PROBLEM STATEMENT:
All lines in the material with the string "road" should be listed.

AVAILABLE DATA:
###

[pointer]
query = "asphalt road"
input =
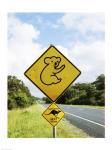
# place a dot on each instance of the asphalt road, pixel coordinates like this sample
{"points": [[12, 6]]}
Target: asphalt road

###

ANSWER TO THIS PROBLEM:
query = "asphalt road"
# place a dot on each instance of the asphalt road, pixel coordinates like this sample
Target: asphalt road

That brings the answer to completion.